SUPPLIED RECORDS >>
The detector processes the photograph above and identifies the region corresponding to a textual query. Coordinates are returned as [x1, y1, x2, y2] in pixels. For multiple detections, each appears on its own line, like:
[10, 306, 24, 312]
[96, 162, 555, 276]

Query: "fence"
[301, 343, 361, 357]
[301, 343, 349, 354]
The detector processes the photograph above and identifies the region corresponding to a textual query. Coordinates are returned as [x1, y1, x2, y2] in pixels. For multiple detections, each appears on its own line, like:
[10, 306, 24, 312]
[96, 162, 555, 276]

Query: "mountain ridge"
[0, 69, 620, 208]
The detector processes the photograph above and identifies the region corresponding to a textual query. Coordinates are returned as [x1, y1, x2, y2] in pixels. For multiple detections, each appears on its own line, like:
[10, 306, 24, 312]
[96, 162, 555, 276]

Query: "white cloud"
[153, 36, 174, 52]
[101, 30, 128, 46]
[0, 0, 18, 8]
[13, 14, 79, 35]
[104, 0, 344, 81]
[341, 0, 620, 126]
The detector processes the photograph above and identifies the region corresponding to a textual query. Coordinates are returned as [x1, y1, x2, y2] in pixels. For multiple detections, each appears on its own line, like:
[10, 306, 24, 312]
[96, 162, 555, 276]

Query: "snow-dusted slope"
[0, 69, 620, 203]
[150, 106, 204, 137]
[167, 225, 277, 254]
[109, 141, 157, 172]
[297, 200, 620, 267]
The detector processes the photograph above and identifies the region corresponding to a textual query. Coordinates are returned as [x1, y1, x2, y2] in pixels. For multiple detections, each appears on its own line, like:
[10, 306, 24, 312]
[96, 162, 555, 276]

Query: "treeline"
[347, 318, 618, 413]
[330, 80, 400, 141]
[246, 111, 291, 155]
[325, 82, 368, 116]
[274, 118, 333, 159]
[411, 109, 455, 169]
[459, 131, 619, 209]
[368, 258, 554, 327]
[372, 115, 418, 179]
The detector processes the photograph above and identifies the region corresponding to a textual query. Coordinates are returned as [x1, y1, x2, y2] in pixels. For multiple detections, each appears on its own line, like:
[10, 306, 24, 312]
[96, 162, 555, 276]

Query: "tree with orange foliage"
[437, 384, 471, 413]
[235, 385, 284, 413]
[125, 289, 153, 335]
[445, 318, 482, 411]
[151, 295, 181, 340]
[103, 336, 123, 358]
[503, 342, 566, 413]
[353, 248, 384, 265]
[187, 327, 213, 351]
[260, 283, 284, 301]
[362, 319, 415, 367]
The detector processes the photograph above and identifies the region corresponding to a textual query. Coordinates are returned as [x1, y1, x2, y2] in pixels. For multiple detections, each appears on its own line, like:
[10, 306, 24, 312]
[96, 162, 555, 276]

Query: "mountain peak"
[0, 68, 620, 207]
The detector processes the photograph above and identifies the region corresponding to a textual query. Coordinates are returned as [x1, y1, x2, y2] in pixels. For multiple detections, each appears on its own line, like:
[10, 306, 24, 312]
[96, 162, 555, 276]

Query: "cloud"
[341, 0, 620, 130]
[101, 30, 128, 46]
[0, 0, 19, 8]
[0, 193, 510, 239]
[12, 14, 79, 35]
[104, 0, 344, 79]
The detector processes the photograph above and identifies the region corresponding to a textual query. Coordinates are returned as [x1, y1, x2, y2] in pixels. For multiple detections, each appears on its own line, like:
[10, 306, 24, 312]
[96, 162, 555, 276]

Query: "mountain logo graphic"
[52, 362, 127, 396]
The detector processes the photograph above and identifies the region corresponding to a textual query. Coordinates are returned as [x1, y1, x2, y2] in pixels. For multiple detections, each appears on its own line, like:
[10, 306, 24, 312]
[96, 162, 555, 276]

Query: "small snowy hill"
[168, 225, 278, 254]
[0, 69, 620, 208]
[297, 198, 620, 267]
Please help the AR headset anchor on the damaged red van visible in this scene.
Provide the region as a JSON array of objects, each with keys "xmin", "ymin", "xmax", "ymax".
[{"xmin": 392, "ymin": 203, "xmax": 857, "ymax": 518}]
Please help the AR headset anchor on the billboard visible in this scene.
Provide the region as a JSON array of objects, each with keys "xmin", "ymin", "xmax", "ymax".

SHORT EXERCISE >>
Rewrite all of the material above, replacing "detector" with "locator" everywhere it appears and leaving everything else unchanged.

THE ANSWER >>
The locator processes the photograph above and identifies the region corresponding to a textual query. Coordinates are returned as [x1, y1, x2, y2] in pixels. For multiple detections, each appears on its own line, like:
[10, 306, 24, 312]
[96, 162, 555, 276]

Query: "fence"
[301, 343, 361, 357]
[301, 343, 349, 354]
The locator processes the photograph above and identifies the region corresponding to a textual query. Coordinates are returned as [x1, y1, x2, y2] in pixels. For multiple detections, each appears on its own line, like:
[10, 306, 24, 312]
[96, 162, 555, 276]

Query: "mountain ridge"
[0, 69, 620, 208]
The locator processes the photograph above and identifies the region corresponding to a textual query. Coordinates are returned as [x1, y1, x2, y2] in pixels. For multiple detections, each appears on its own line, like:
[10, 306, 24, 312]
[96, 162, 555, 276]

Query: "white cloud"
[153, 36, 174, 52]
[101, 30, 128, 46]
[0, 0, 18, 8]
[13, 14, 79, 35]
[104, 0, 344, 81]
[341, 0, 620, 126]
The locator processes the photograph above and identifies the region corresponding to a textual query. Coordinates are returned as [x1, y1, x2, y2] in pixels. For multiple detections, each appears on its own line, like:
[10, 306, 24, 312]
[96, 162, 555, 276]

Query: "snow-dusted slope"
[0, 69, 620, 203]
[150, 106, 204, 137]
[167, 225, 277, 254]
[109, 141, 157, 172]
[297, 200, 620, 267]
The locator processes the photograph above and identifies the region corresponding to a textual query. Coordinates are returned as [x1, y1, x2, y2] in pixels. For multiple detections, each appears on its own line, like:
[10, 306, 24, 312]
[96, 162, 555, 276]

Query: "treeline"
[347, 318, 618, 413]
[330, 80, 400, 141]
[246, 111, 291, 155]
[325, 82, 368, 116]
[274, 118, 333, 159]
[411, 109, 455, 169]
[459, 131, 619, 209]
[368, 258, 554, 327]
[372, 115, 418, 179]
The locator processes the photograph above and identifies the region corresponding to a textual query. Coordinates are returned as [x1, y1, x2, y2] in pixels. For multiple detections, each appears on its own line, like:
[10, 306, 24, 312]
[96, 162, 555, 276]

Query: "tree with orange foliage"
[437, 384, 471, 413]
[235, 385, 284, 413]
[125, 289, 153, 335]
[445, 318, 482, 411]
[151, 295, 181, 340]
[103, 336, 123, 358]
[503, 342, 566, 413]
[353, 248, 384, 265]
[187, 327, 213, 351]
[260, 283, 284, 301]
[362, 319, 415, 367]
The locator processes the photograph above and identifies the region corresponding to a textual query. Coordinates are returned as [x1, y1, x2, y2] in pixels. For multiple detections, each appears on its own line, like:
[10, 306, 24, 312]
[96, 162, 555, 276]

Query: "mountain peak"
[0, 68, 620, 207]
The locator processes the photograph above and identifies the region corresponding to a textual query. Coordinates are returned as [x1, y1, x2, y2] in pixels. For multiple detections, each appears on its own line, like:
[10, 306, 24, 312]
[96, 162, 555, 276]

Query: "cloud"
[341, 0, 620, 130]
[101, 30, 128, 46]
[0, 0, 19, 8]
[0, 193, 510, 239]
[12, 14, 79, 35]
[104, 0, 344, 79]
The locator processes the photograph above and identifies the region corresponding to a textual query. Coordinates are returned as [x1, y1, x2, y2] in pixels. For multiple detections, each appears on its own line, like:
[10, 306, 24, 312]
[96, 162, 555, 276]

Query: "mountain logo graphic"
[52, 362, 127, 396]
The locator processes the photograph above and identifies the region corresponding to a textual query. Coordinates are returned as [x1, y1, x2, y2] in pixels. For multiple detections, each appears on its own line, like:
[10, 306, 24, 312]
[96, 162, 555, 276]

Query: "small snowy hill"
[168, 225, 278, 254]
[0, 69, 620, 208]
[297, 198, 620, 267]
Please help the AR headset anchor on the damaged red van visible in this scene.
Provide the region as a JSON array of objects, each with keys "xmin", "ymin", "xmax", "ymax".
[{"xmin": 392, "ymin": 203, "xmax": 857, "ymax": 518}]
Please help the AR headset anchor on the billboard visible in this scene.
Provide the region as a JSON array of objects, each with keys "xmin", "ymin", "xmax", "ymax".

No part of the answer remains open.